— start TEXT SEGMENT —
England, believe it or not, had rehearsed for playing with 14 men, such is their familiarity with the number. It was a wise precaution, but in the end they suffered yet another defeat. Wales, the Six Nations favourites, made it two wins out of two in the championship and, for the first time in the modern format, three out of three against the English.
It was by no means as one-sided as many observers thought it would be but few here could care less. England made it very uncomfortable for Wales and despite the negativity of last week's lame win over Italy at Twickenham they managed to outscore their hosts by two tries to one.
On the other hand Wales kicked a load of penalties as England once again imploded. Wales deserved their triumph but their opponents will be kicking themselves for not keeping their heads.
Wales had suffered some serious hammerings, home and away, against England when Martin Johnson was ruling the roost on the pitch. As a captain Johnson never lost against Wales in Cardiff, an extraordinary record. In his first year as manager he has an odd taste in his mouth. He had exhorted England to fight and silence the Welsh choirs. He partly succeeded but that will be of no comfort.
Warren Gatland, Johnson's counterpart, had unwisely taunted the Red Rose brigade about their lack of imagination. He should know not to crow until the 80th minute. Even so, in his 13th match in charge this was his eighth successive Six Nations victory.
— end TEXT SEGMENT —
▸ WRITTEN PROBLEM A: In the rugby match report, by how many tries to how many did England outscore Wales?
— start AVAILABLE RECORDS —
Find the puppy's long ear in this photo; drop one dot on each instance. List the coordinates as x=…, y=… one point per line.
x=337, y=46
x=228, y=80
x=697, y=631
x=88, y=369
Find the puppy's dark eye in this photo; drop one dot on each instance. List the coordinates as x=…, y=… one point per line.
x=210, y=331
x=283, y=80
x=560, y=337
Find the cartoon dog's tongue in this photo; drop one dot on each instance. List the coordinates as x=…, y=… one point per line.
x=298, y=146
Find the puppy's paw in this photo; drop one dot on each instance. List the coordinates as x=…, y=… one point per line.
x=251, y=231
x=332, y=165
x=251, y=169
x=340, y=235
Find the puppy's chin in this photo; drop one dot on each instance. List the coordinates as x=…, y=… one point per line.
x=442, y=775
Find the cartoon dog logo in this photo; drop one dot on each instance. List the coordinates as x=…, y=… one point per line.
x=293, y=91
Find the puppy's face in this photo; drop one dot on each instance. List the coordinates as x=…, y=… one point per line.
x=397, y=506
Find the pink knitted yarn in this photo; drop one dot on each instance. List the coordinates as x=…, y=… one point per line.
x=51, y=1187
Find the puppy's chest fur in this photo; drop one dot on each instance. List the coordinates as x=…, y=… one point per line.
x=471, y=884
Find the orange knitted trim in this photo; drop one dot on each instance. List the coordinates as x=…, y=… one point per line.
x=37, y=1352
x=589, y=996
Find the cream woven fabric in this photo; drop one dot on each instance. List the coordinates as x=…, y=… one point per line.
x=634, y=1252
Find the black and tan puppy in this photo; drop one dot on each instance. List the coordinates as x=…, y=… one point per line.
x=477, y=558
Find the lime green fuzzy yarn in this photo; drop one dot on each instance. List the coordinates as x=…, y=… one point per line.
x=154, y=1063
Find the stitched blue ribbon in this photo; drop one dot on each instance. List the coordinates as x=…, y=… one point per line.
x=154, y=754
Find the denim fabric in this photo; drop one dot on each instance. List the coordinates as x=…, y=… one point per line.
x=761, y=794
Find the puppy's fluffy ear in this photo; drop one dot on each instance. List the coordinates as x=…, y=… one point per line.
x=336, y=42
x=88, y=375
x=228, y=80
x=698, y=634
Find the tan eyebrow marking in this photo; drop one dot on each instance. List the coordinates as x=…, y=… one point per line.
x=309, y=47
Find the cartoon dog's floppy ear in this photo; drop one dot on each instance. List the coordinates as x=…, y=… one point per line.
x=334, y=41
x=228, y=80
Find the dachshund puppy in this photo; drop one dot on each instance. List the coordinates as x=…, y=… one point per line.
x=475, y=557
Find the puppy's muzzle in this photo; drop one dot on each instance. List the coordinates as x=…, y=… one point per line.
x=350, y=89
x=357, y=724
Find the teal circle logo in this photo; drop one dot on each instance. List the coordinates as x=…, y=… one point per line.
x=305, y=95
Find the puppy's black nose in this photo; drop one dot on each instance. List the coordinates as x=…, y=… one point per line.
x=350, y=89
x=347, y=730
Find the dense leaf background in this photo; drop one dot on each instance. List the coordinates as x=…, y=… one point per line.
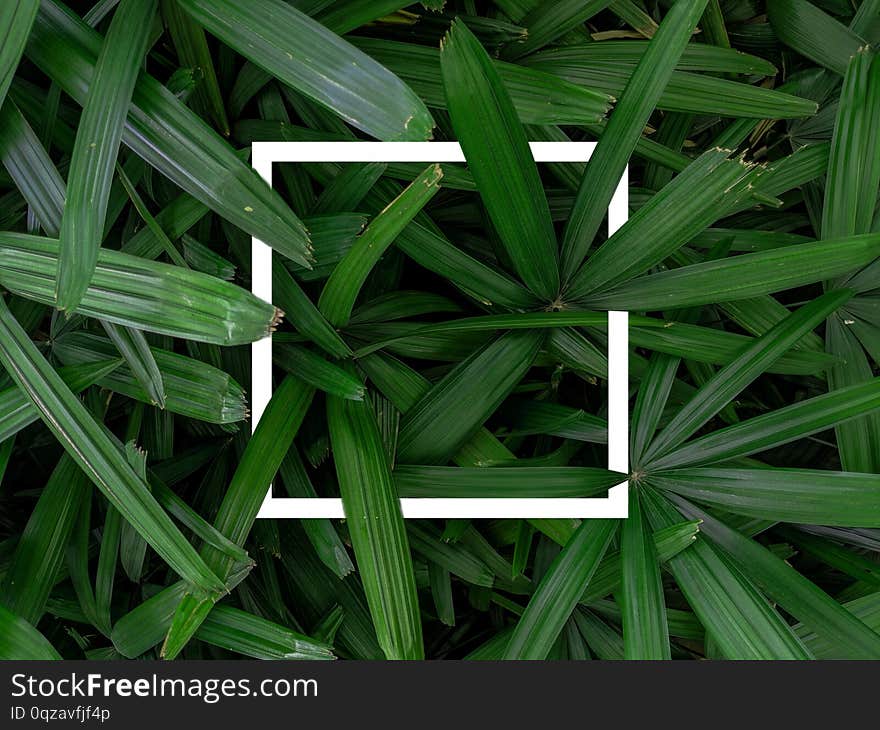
x=439, y=329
— end AVAILABLE RECORDS —
▸ WRITTEN PROBLEM B: Please give the lines in the rows above, from the line with "Find the black" up to and including the line with "x=154, y=1063", as a Markdown table with the columns Nr and Line, leaving out blank lines.

▸ RIGHT ANSWER A: England outscored Wales by two tries to one.

▸ RIGHT ANSWER B:
| Nr | Line |
|---|---|
| 1 | Find the black and tan puppy in this photo; drop one dot on each instance. List the coordinates as x=…, y=… one point per line. |
| 2 | x=477, y=558 |
| 3 | Find the lime green fuzzy yarn in this photo; drop one dot on each instance. List the coordinates as x=…, y=… one point per line. |
| 4 | x=154, y=1063 |